This post is in honor of my favorite day in Earth's seasonal cycles: February 2.
That day goes by many names. It is best known, perhaps, as ground hog day, the day when - according to mythology - animals of that species, Marmota monax, come out of their holes to seek their shadows. Legend has it that "if a groundhog emerges from its burrow and fails to see its shadow because the weather is cloudy, winter will soon end. If on the other hand, it is sunny and the groundhog sees its shadow, the groundhog will supposedly retreat into its burrow, and winter will continue for six more weeks".
It was uncharacteristically bright and sunny on February 2 in Eugene, so I guess it's going to be a long winter. Of course, that system depends sensitively on the vicissitudes of drifting clouds. (And what will climate change do to this ancient meteorological tool?)
In other, past cultures, February 2 has been celebrated differently as a holiday called Brigid among Irish pagans or Candlemas among Christians.

-- DATA SEGMENT --
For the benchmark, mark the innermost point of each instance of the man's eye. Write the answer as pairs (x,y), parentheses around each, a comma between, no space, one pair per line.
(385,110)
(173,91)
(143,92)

-- WHAT NEEDS TO BE DONE --
Reproduce the February 2 post above word for word, in full.

-- EXERCISE OUTPUT --
This post is in honor of my favorite day in Earth's seasonal cycles: February 2.
That day goes by many names. It is best known, perhaps, as ground hog day, the day when - according to mythology - animals of that species, Marmota monax, come out of their holes to seek their shadows. Legend has it that "if a groundhog emerges from its burrow and fails to see its shadow because the weather is cloudy, winter will soon end. If on the other hand, it is sunny and the groundhog sees its shadow, the groundhog will supposedly retreat into its burrow, and winter will continue for six more weeks".
It was uncharacteristically bright and sunny on February 2 in Eugene, so I guess it's going to be a long winter. Of course, that system depends sensitively on the vicissitudes of drifting clouds. (And what will climate change do to this ancient meteorological tool?)
In other, past cultures, February 2 has been celebrated differently as a holiday called Brigid among Irish pagans or Candlemas among Christians.